### Selected excerpt
^^^^^^^^

Discovery Of Rare Metals ‘Worth £360 Billion’ On Tiny Island Could Change World
Recently-discovered rare metals found on a tiny Pacific island could potentially ‘change the world’.
The ‘almost infinite’ supply of metals found, with one being rare-earth oxide, is worth £359 billion – and could supply the economy for ‘decades’.
These rare elements have been discovered by Japanese scientists in deep-sea mud on Minami-Torishima Island, which is also known as Marcus Island.
A study published in the journal Scientific Reports, reported researchers found ‘more than 16 million tonnes of the elements needed to build hi-tech products’.
One of the metals found, yttrium, is used for camera lenses and mobile phone screens and, according to Science Alert, and is currently worth $3,400 per pound.
Rare-earth minerals are used in everything from ‘smartphone batteries to electric vehicles’.
These elements are actually plentiful in layers of the Earth’s crust, but are typically widely dispersed, therefore it is rare to find any substantial amount of the elements clumped together as extractable minerals, according to the USGS.
Rare-earth minerals can be formed by volcanic activity, and some were formed ‘initially by supernova explosions before Earth came into existence’.
When the planet formed, minerals were incorporated into the deepest parts of the planet’s mantle.

^^^^^^^^

[Contour annotation records]
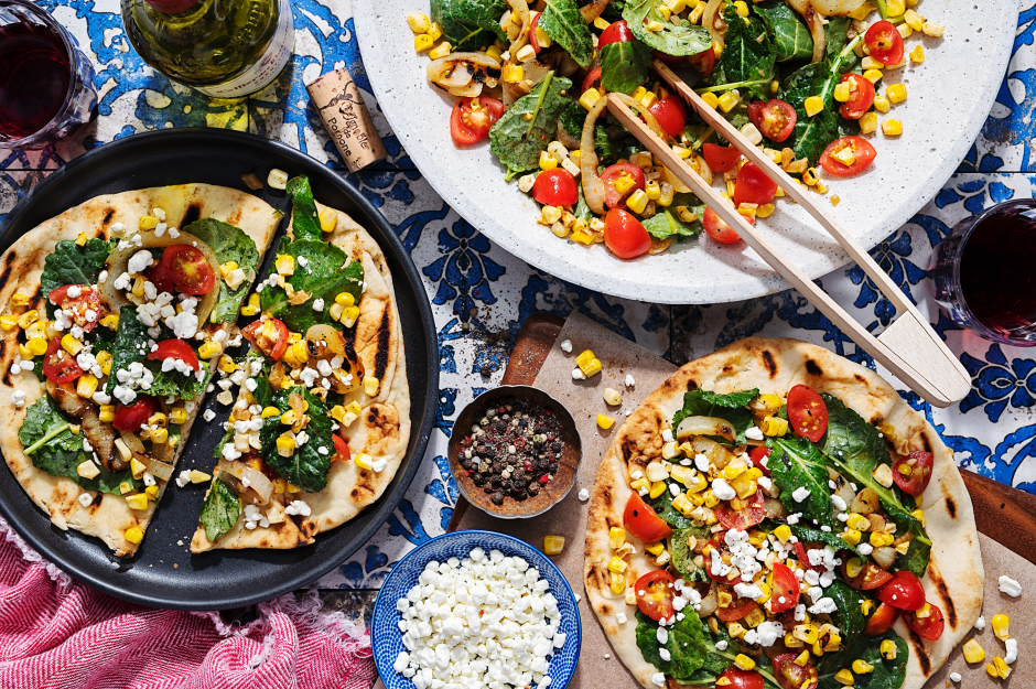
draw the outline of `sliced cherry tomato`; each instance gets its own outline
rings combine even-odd
[[[744,531],[766,517],[763,500],[763,491],[756,491],[742,509],[733,509],[727,503],[720,503],[714,508],[716,519],[727,529]]]
[[[335,459],[342,462],[348,462],[353,459],[353,453],[349,452],[349,444],[345,442],[345,439],[335,433],[331,437],[331,440],[335,443]]]
[[[288,326],[279,319],[255,321],[241,334],[274,362],[280,360],[288,349]]]
[[[918,496],[931,481],[931,465],[935,459],[930,452],[916,451],[905,456],[897,456],[892,464],[892,477],[904,493]]]
[[[748,220],[749,225],[755,225],[754,217],[746,217],[745,219]],[[712,208],[705,208],[705,217],[702,220],[702,225],[705,226],[705,233],[720,244],[741,241],[741,235],[734,232],[733,227],[723,222]]]
[[[450,112],[450,136],[457,147],[478,143],[489,136],[489,128],[504,115],[504,104],[496,98],[464,98]]]
[[[848,551],[846,551],[848,552]],[[849,574],[849,568],[855,568],[862,563],[860,573],[855,577]],[[882,584],[892,581],[892,574],[879,568],[874,562],[861,560],[860,558],[842,558],[842,578],[850,586],[856,591],[870,591],[877,589]]]
[[[672,528],[666,524],[665,519],[655,514],[655,510],[637,493],[630,495],[629,499],[626,500],[623,526],[635,538],[639,538],[646,543],[654,543],[672,535]]]
[[[920,610],[925,605],[925,586],[917,574],[896,572],[877,592],[877,600],[899,610]]]
[[[159,409],[159,401],[153,397],[140,395],[132,405],[119,405],[111,426],[117,430],[136,433]]]
[[[648,572],[637,580],[637,607],[651,620],[669,620],[677,614],[672,606],[672,584],[676,579],[667,570]]]
[[[797,385],[788,392],[788,420],[796,435],[820,442],[828,430],[828,407],[817,390]]]
[[[871,24],[863,42],[871,49],[871,57],[879,63],[898,65],[903,62],[903,36],[892,22],[882,20]]]
[[[849,158],[852,162],[848,165],[842,160],[835,158],[835,155],[845,157],[845,153],[842,153],[842,151],[846,148],[852,151],[852,157]],[[834,176],[851,177],[870,168],[876,157],[877,151],[874,150],[874,147],[871,146],[871,142],[866,139],[862,137],[842,137],[841,139],[832,141],[828,148],[823,150],[823,153],[820,155],[820,166]]]
[[[208,294],[216,284],[216,272],[205,260],[205,255],[190,244],[174,244],[166,247],[159,265],[161,270],[158,272],[164,276],[163,279],[172,280],[173,288],[177,292],[195,295]],[[152,282],[159,287],[153,280]]]
[[[72,356],[61,346],[61,337],[55,337],[46,347],[43,355],[43,375],[57,385],[72,383],[83,375],[83,369]]]
[[[737,181],[734,183],[734,206],[743,203],[763,205],[774,200],[777,193],[777,183],[766,176],[758,165],[748,161],[737,171]]]
[[[725,679],[726,682],[721,685],[719,679]],[[752,670],[743,670],[738,667],[731,667],[723,670],[719,679],[716,680],[716,686],[724,687],[724,689],[764,689],[766,687],[766,685],[763,683],[762,675],[753,672]]]
[[[929,642],[939,640],[939,637],[942,636],[942,629],[946,626],[942,610],[938,605],[928,603],[927,617],[920,616],[924,612],[924,610],[906,610],[903,612],[903,621],[921,638],[927,638]]]
[[[899,618],[899,609],[893,607],[888,603],[882,603],[867,620],[867,626],[863,633],[867,636],[881,636],[892,628],[892,625]]]
[[[771,613],[783,613],[791,610],[799,602],[799,580],[790,567],[783,562],[774,562],[773,593],[766,602]]]
[[[683,133],[683,126],[687,125],[687,106],[683,105],[683,98],[666,96],[656,100],[655,105],[648,108],[648,112],[655,116],[658,126],[673,139]]]
[[[838,109],[846,119],[857,120],[874,105],[874,84],[862,74],[851,72],[842,75],[842,84],[849,84],[849,100]]]
[[[623,177],[633,179],[633,185],[625,192],[615,189],[615,183]],[[626,208],[626,197],[629,196],[634,190],[643,190],[645,184],[644,171],[633,163],[615,163],[611,165],[601,173],[601,181],[604,182],[604,203],[608,204],[609,208],[623,209]]]
[[[811,663],[799,665],[794,653],[783,653],[774,656],[770,665],[774,667],[774,677],[781,689],[817,689],[820,675]]]
[[[752,599],[737,599],[726,607],[717,607],[716,617],[723,622],[735,622],[737,620],[744,620],[751,615],[753,611],[758,609],[759,604]]]
[[[763,460],[769,460],[769,448],[763,445],[753,448],[752,452],[748,453],[748,459],[752,460],[753,466],[757,466],[763,472],[763,475],[769,476],[769,469],[763,463]]]
[[[163,340],[159,343],[158,349],[148,354],[148,359],[151,362],[161,362],[168,358],[180,359],[193,370],[201,370],[202,368],[194,348],[183,340]]]
[[[612,208],[604,216],[604,244],[615,256],[630,259],[648,252],[651,236],[633,215]]]
[[[715,143],[705,143],[702,148],[702,154],[705,157],[705,164],[713,172],[726,172],[733,170],[741,158],[741,151],[733,146],[716,146]]]
[[[770,98],[769,100],[756,100],[749,104],[748,119],[764,137],[780,142],[795,131],[798,115],[790,104],[779,98]]]
[[[544,170],[532,183],[532,198],[544,206],[574,206],[579,202],[579,186],[564,168]]]
[[[601,37],[597,39],[597,50],[608,43],[625,43],[626,41],[633,41],[635,37],[633,31],[626,25],[626,20],[620,19],[617,22],[613,22],[607,29],[601,32]]]
[[[68,290],[76,288],[78,297],[69,297]],[[56,290],[51,290],[47,299],[52,304],[60,308],[68,319],[85,330],[90,332],[104,317],[107,310],[100,301],[100,294],[91,287],[86,284],[66,284]]]

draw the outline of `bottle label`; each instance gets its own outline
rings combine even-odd
[[[213,98],[240,98],[253,94],[277,78],[291,60],[294,46],[295,28],[291,15],[291,3],[289,0],[281,0],[277,31],[262,57],[229,82],[215,86],[195,86],[194,89]]]

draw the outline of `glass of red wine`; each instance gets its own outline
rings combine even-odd
[[[44,9],[0,0],[0,149],[40,149],[89,121],[94,67]]]
[[[1008,201],[958,223],[932,255],[932,297],[986,340],[1036,346],[1036,198]]]

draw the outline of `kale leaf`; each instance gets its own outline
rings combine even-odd
[[[571,80],[549,72],[489,129],[489,150],[507,166],[508,180],[538,168],[540,151],[558,134],[558,119],[570,103],[564,94],[570,88]]]
[[[202,505],[199,517],[206,538],[216,542],[237,524],[240,516],[241,500],[237,494],[218,477],[213,478],[213,485],[205,495],[205,504]]]
[[[667,55],[697,55],[712,46],[712,34],[704,26],[695,26],[686,19],[679,24],[662,18],[658,11],[660,0],[628,0],[623,10],[623,19],[633,34],[649,47]],[[658,31],[648,31],[646,22],[662,25]]]
[[[114,244],[104,239],[87,239],[82,247],[67,239],[58,241],[43,261],[43,295],[66,284],[95,284],[112,249]]]
[[[619,41],[601,49],[601,86],[605,90],[632,94],[647,82],[650,68],[651,49],[641,41]]]
[[[506,40],[500,17],[504,0],[431,0],[432,21],[454,51],[477,51],[497,39]]]
[[[594,58],[594,40],[575,0],[547,0],[537,26],[564,49],[580,67],[590,66]]]

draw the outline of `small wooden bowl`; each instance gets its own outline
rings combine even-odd
[[[558,473],[547,486],[535,497],[527,497],[524,500],[516,500],[514,497],[507,497],[503,505],[494,505],[490,496],[483,488],[467,476],[467,472],[457,459],[461,441],[471,433],[471,429],[481,419],[487,409],[496,406],[496,402],[505,397],[515,397],[526,399],[531,402],[547,407],[554,412],[561,422],[561,440],[564,442],[564,450],[558,460]],[[456,481],[457,487],[468,503],[494,517],[501,519],[521,519],[526,517],[536,517],[543,514],[555,504],[560,503],[572,486],[575,485],[575,474],[579,473],[579,465],[583,459],[583,443],[580,440],[579,431],[575,428],[575,420],[564,405],[553,397],[527,385],[501,385],[500,387],[487,390],[472,400],[467,407],[461,410],[453,424],[453,434],[450,437],[450,444],[446,450],[446,460],[450,462],[450,471]]]

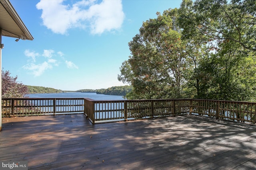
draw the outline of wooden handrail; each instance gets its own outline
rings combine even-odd
[[[255,123],[256,103],[203,99],[94,100],[88,98],[2,98],[4,116],[83,113],[92,123],[196,114]]]

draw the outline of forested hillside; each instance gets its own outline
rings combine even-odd
[[[125,96],[126,94],[132,90],[132,88],[131,86],[116,86],[108,88],[106,89],[97,90],[96,93],[97,94]]]
[[[82,93],[96,93],[96,90],[92,89],[82,89],[76,91],[76,92],[82,92]]]
[[[28,93],[61,93],[63,92],[60,90],[55,89],[53,88],[44,87],[39,86],[26,86],[28,89]]]

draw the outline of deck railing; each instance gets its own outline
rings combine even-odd
[[[2,98],[4,116],[84,113],[83,98]]]
[[[2,98],[3,116],[84,113],[93,123],[193,114],[255,124],[256,103],[200,99]]]

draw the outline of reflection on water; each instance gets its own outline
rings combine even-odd
[[[94,100],[123,100],[122,96],[106,95],[96,93],[68,92],[59,93],[30,94],[27,95],[32,98],[90,98]]]

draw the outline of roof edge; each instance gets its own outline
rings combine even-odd
[[[25,35],[25,37],[19,37],[19,38],[22,39],[27,39],[28,40],[33,40],[33,39],[34,39],[33,36],[25,25],[25,24],[21,20],[21,19],[14,8],[13,8],[10,1],[9,0],[0,0],[0,2],[2,4],[3,6],[5,8],[10,16]],[[16,38],[17,37],[14,37]]]

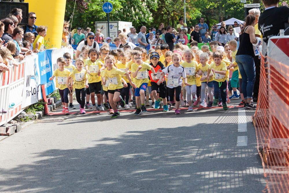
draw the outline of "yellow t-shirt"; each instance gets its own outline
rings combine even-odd
[[[87,78],[87,74],[85,70],[81,69],[80,72],[77,68],[72,71],[69,76],[73,78],[73,88],[81,89],[85,87],[85,79]]]
[[[64,66],[64,67],[69,70],[69,71],[71,72],[72,72],[73,70],[76,68],[74,66],[74,65],[72,64],[68,66]]]
[[[68,70],[64,69],[62,71],[57,69],[53,72],[52,76],[56,77],[56,87],[60,90],[63,90],[67,87],[66,85],[67,82],[67,77],[69,76],[70,72]]]
[[[149,64],[142,62],[142,68],[138,72],[136,76],[134,78],[134,83],[136,85],[136,87],[139,88],[143,83],[149,83],[149,77],[148,70],[149,70],[151,68],[151,66]],[[136,71],[138,67],[138,65],[135,63],[134,63],[131,65],[131,72],[133,73]]]
[[[227,66],[226,65],[226,63],[222,61],[221,62],[221,64],[220,65],[218,66],[216,66],[216,64],[214,62],[213,62],[210,66],[210,69],[212,69],[218,71],[226,71],[225,75],[219,74],[215,72],[214,73],[214,76],[213,76],[213,80],[220,82],[225,82],[227,80],[228,76],[228,71],[227,70]]]
[[[117,68],[119,69],[120,69],[121,70],[121,71],[123,71],[124,72],[125,72],[125,69],[126,68],[127,63],[123,64],[121,62],[120,63],[119,63],[118,64],[117,64]],[[121,78],[123,78],[125,82],[126,82],[127,83],[128,82],[129,82],[129,81],[128,81],[128,80],[127,79],[127,77],[126,76],[122,76]]]
[[[191,85],[196,84],[196,73],[199,70],[198,63],[196,61],[192,61],[188,63],[184,62],[181,65],[185,68],[187,82]]]
[[[37,42],[39,42],[39,45],[38,46],[38,49],[39,50],[41,47],[41,45],[44,43],[44,38],[39,35],[37,36],[33,42],[33,49],[35,49],[36,43]]]
[[[160,57],[160,61],[163,64],[164,63],[164,60],[166,59],[166,58],[164,57],[164,55],[162,55]]]
[[[99,60],[92,62],[90,60],[86,61],[86,66],[88,66],[88,70],[90,71],[90,75],[88,79],[88,83],[97,82],[101,81],[100,76],[98,76],[98,71],[101,68],[102,64]]]
[[[201,70],[203,71],[203,74],[201,76],[201,77],[203,77],[203,76],[210,76],[209,74],[208,74],[208,70],[209,69],[209,68],[210,67],[210,65],[209,64],[207,63],[205,66],[203,67],[202,65],[202,64],[200,63],[199,64],[199,69],[200,69]],[[204,73],[205,72],[205,74]],[[210,79],[209,79],[209,82],[210,82],[211,81],[213,81],[213,77],[212,76],[210,78]],[[201,81],[201,80],[200,80]],[[207,78],[201,81],[202,82],[207,82]]]
[[[105,77],[106,81],[109,81],[108,90],[119,89],[123,87],[121,82],[121,76],[125,73],[125,72],[115,67],[113,67],[110,70],[108,70],[107,68],[103,71],[104,71],[103,75]]]

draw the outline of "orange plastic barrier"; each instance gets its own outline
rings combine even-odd
[[[253,117],[269,192],[289,192],[289,38],[274,37],[262,56]]]

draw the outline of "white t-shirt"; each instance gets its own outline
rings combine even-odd
[[[183,84],[181,77],[185,78],[186,77],[185,69],[181,65],[178,67],[176,67],[173,64],[172,64],[163,69],[162,71],[165,74],[168,73],[167,76],[168,82],[170,80],[169,80],[169,79],[177,79],[179,81],[179,86],[181,86]],[[171,86],[167,84],[167,87],[172,89],[177,87]]]

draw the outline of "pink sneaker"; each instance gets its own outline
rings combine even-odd
[[[197,100],[196,101],[194,102],[194,104],[193,104],[193,105],[194,106],[196,106],[198,105],[198,103],[199,102],[199,100]]]
[[[80,114],[84,114],[85,113],[86,113],[85,111],[84,111],[84,109],[81,108],[80,109]]]

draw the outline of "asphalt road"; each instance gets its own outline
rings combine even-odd
[[[0,141],[0,192],[261,192],[242,109],[46,116]]]

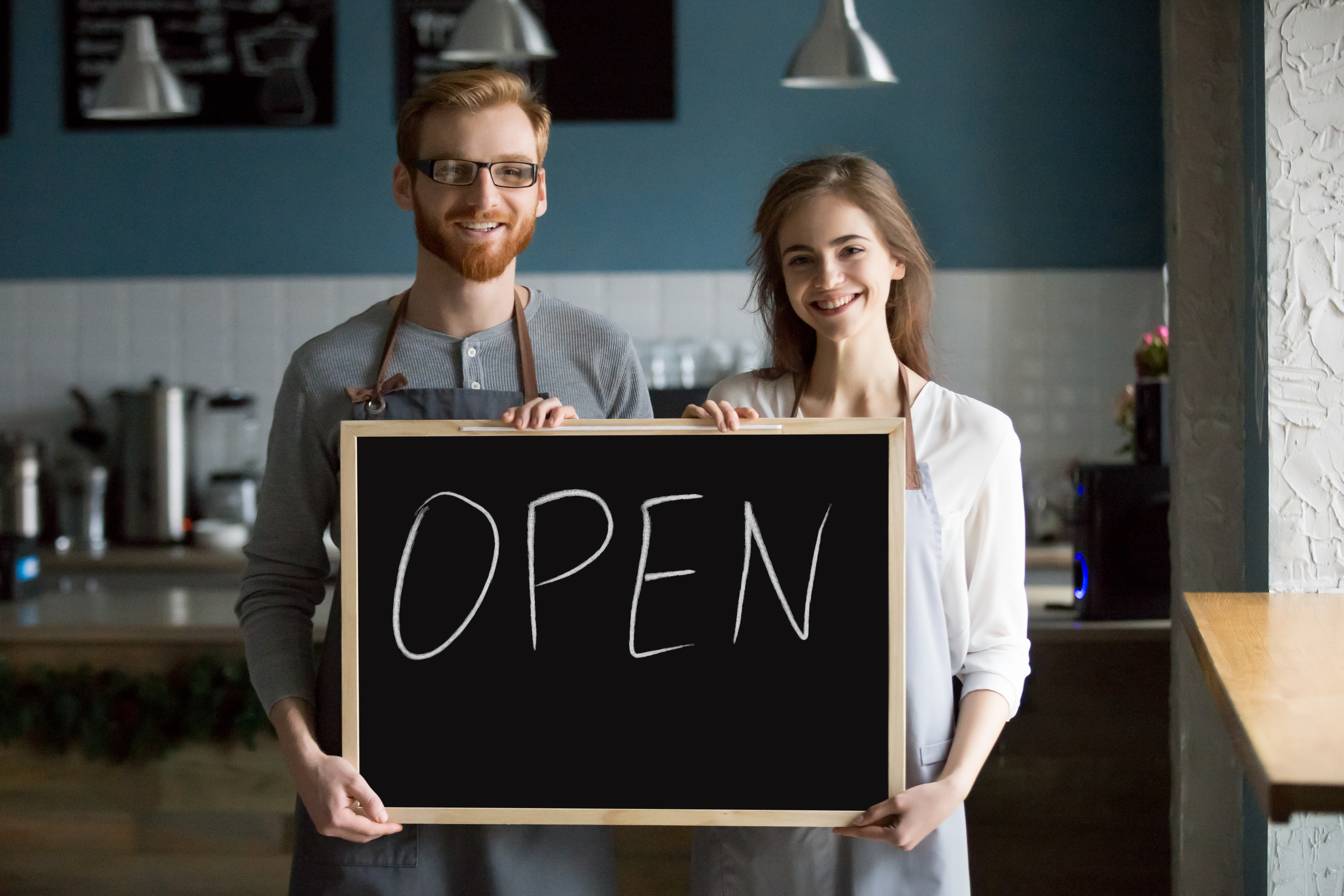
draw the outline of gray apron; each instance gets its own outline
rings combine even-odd
[[[513,298],[521,392],[407,388],[387,376],[410,290],[392,317],[372,388],[345,391],[356,420],[497,419],[534,398],[536,365],[523,302]],[[317,670],[317,743],[340,754],[340,588],[332,600],[327,645]],[[367,844],[317,833],[301,799],[294,806],[292,896],[616,896],[612,834],[599,826],[405,825]]]
[[[802,394],[802,388],[797,390]],[[938,587],[942,525],[929,465],[918,463],[906,369],[906,786],[937,780],[956,731],[948,625]],[[794,404],[797,412],[797,404]],[[841,751],[836,762],[844,762]],[[825,774],[812,768],[808,774]],[[788,789],[788,782],[780,782]],[[867,806],[855,806],[867,809]],[[910,852],[829,827],[698,827],[692,896],[969,896],[961,806]]]

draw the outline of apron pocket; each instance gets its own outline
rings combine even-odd
[[[948,754],[952,752],[952,742],[943,740],[941,744],[929,744],[927,747],[919,748],[919,764],[921,766],[935,766],[939,762],[948,760]]]
[[[294,809],[294,861],[309,865],[366,865],[415,868],[419,861],[419,825],[403,825],[367,844],[317,833],[302,801]]]

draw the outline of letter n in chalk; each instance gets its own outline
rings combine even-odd
[[[827,528],[827,519],[829,516],[831,505],[828,504],[827,512],[821,517],[821,525],[817,527],[817,543],[812,548],[812,571],[808,572],[808,596],[802,602],[802,627],[800,629],[798,619],[793,615],[793,609],[784,599],[784,588],[780,587],[780,576],[774,574],[774,564],[770,563],[770,552],[765,547],[765,539],[761,537],[761,527],[757,524],[755,513],[751,510],[751,501],[743,502],[742,588],[738,591],[738,621],[732,625],[732,643],[738,642],[738,631],[742,629],[742,603],[747,596],[747,571],[751,568],[753,539],[761,551],[761,559],[765,560],[765,571],[770,575],[770,584],[774,586],[774,592],[780,598],[780,606],[784,607],[784,613],[789,617],[789,625],[793,626],[798,638],[802,641],[808,639],[808,627],[812,625],[812,584],[817,579],[817,555],[821,552],[821,532]]]

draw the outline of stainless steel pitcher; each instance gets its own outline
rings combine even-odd
[[[117,536],[132,544],[171,544],[187,535],[187,399],[153,380],[113,392],[117,435],[109,489]]]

^^^^^^^^

### Problem set
1) Answer these questions using the rare metals article:
(a) By what other name is Minami-Torishima Island known?
(b) In which journal was the study published?
(c) What is the current price of yttrium per pound?
2) Pull out every line of the records that contains the string "shirt". Case counts.

### Answers given
1)
(a) Marcus Island
(b) Scientific Reports
(c) $3,400 per pound

2)
draw the outline of "yellow t-shirt"; each instance gets its own outline
draw the outline of "white t-shirt"; each instance gets its own outline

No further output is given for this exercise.